12 Quasiment à égale distance de Barcelone que d’Alger, de Pise que de Tunis ou de
Marseille que de Cagliari, l’île de Majorque présentait une situation idéale entre les
deux rives de la Méditerranée et constituait un point de passage sur la route menant à
l’Atlantique. Majorque devint un entrepôt de premier ordre en Méditerranée
occidentale et une escale des circuits de navigation, notamment des convois de galées
vénitiennes se rendant en Flandre ou en revenant. Elle était également le point
convergent d’un intense trafic mené à échelle plus locale entre les Baléares, les côtes
africaines et les côtes ibériques. Majorque était donc une plateforme en Méditerranée,
où se croisaient différents réseaux commerciaux qui opéraient à échelles distinctes
dans un même espace régional. Les marchands florentins achetaient sur place des
produits venus d’Afrique et de péninsule Ibérique qu’ils réexpédiaient sur une large
échelle européenne et méditerranéenne. Par les mêmes vecteurs, ils diffusaient des
produits de régions lointaines importés à Majorque, jusque dans les contrées africaines.
Le cuivre était ainsi convoyé jusqu’à Majorque par des embarcations principalement
vénitiennes puis acheminé par des marins majorquins jusqu’aux côtes africaines.
13 Le deuxième espace d’importance, mentionné dans la documentation sous la forme de
« Une », est le port de Honein, qui apparaît comme la plaque tournante entre les côtes
méditerranéennes et l’intérieur du pays. Il est également fait référence à Oran, mais de
manière plus sporadique. Ces deux ports stratégiques étaient fréquentés par des
marchands latins, particulièrement catalano-aragonais, et constituaient le point nodal
entre les espaces transsaharien et méditerranéen. Le contrôle de ces ports était vital
pour les sultans, d’où les luttes entre Mérinides et Abdalwadides pour maîtriser ces
axes de communication (Bouayed, 1988 ; Khelifa, 1992 ; López Pérez, Padilla Lapuente,
2013 ; Valérian, 2006 ; Vanz, 2016).

###

◆ **Objectifs**:
(1) Traduisez en anglais cette phrase du texte fourni : « Il est également fait référence à Oran, mais de manière plus sporadique. »
(2) Recopiez, dans le texte fourni, le passage qui s'ouvre sur les mots « Le cuivre était » et se referme sur les mots « 2006 ; Vanz, 2016). ».
Les entrées ne jouent aucun rôle dans ce travail.

###

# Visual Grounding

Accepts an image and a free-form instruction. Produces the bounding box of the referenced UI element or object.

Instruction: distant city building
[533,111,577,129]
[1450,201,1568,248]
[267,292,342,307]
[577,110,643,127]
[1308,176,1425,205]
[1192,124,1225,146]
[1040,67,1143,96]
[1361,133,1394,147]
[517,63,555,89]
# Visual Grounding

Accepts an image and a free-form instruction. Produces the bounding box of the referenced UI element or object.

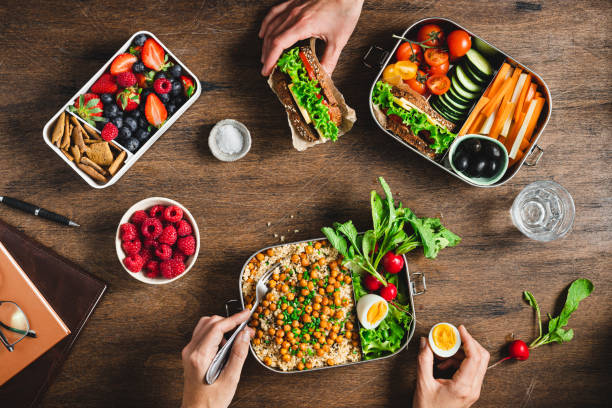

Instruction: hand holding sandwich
[259,0,363,76]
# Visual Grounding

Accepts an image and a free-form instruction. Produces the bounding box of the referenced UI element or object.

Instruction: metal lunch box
[43,31,202,188]
[363,17,552,187]
[233,238,427,374]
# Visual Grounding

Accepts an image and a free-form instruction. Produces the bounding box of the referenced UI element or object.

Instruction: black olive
[466,156,487,177]
[453,151,470,172]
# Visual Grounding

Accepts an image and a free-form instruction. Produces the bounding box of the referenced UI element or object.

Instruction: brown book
[0,221,106,408]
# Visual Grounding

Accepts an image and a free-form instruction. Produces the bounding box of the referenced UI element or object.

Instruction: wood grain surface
[0,0,612,407]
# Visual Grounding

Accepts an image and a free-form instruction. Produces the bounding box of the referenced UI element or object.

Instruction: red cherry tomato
[446,30,472,58]
[380,283,397,302]
[382,251,404,273]
[417,24,444,47]
[425,48,448,67]
[426,61,450,76]
[427,75,450,95]
[395,42,423,65]
[404,70,427,95]
[363,274,382,291]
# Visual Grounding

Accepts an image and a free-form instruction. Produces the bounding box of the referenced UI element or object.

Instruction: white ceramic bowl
[115,197,200,285]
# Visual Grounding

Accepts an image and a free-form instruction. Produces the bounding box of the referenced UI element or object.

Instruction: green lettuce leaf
[372,81,456,154]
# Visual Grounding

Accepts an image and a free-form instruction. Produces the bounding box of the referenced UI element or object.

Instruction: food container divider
[43,31,202,188]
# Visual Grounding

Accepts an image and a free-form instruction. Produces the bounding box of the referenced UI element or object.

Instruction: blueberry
[123,116,138,132]
[111,116,123,129]
[132,34,147,47]
[168,64,183,78]
[125,137,140,153]
[135,129,151,143]
[132,61,145,74]
[119,126,132,140]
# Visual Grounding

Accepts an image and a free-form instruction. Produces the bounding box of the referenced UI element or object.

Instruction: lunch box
[43,31,202,188]
[232,238,427,374]
[363,17,552,187]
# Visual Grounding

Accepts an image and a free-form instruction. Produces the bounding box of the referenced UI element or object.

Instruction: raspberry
[149,205,166,218]
[158,225,177,245]
[153,78,172,95]
[176,235,195,256]
[159,259,185,279]
[123,254,144,273]
[130,210,149,225]
[176,220,193,237]
[121,239,142,255]
[140,218,162,239]
[164,205,183,222]
[102,122,119,142]
[119,222,138,241]
[117,71,136,88]
[155,244,172,261]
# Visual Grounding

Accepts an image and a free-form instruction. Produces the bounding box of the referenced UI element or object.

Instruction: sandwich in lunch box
[268,38,357,151]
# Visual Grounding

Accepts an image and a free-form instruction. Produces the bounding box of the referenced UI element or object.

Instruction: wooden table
[0,0,612,407]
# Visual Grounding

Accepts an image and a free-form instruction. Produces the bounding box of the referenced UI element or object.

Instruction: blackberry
[100,94,115,106]
[124,137,140,153]
[132,34,147,47]
[168,64,183,78]
[132,61,145,74]
[123,116,138,132]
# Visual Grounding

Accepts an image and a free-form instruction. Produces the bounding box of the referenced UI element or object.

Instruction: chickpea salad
[241,241,363,371]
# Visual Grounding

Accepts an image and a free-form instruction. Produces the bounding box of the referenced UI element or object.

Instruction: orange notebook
[0,242,70,385]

###

◆ **Réponses par tâche**:
(1) Oran is also referred to, but more sporadically.

(2)
Le cuivre était ainsi convoyé jusqu’à Majorque par des embarcations principalement
vénitiennes puis acheminé par des marins majorquins jusqu’aux côtes africaines.
13 Le deuxième espace d’importance, mentionné dans la documentation sous la forme de
« Une », est le port de Honein, qui apparaît comme la plaque tournante entre les côtes
méditerranéennes et l’intérieur du pays. Il est également fait référence à Oran, mais de
manière plus sporadique. Ces deux ports stratégiques étaient fréquentés par des
marchands latins, particulièrement catalano-aragonais, et constituaient le point nodal
entre les espaces transsaharien et méditerranéen. Le contrôle de ces ports était vital
pour les sultans, d’où les luttes entre Mérinides et Abdalwadides pour maîtriser ces
axes de communication (Bouayed, 1988 ; Khelifa, 1992 ; López Pérez, Padilla Lapuente,
2013 ; Valérian, 2006 ; Vanz, 2016).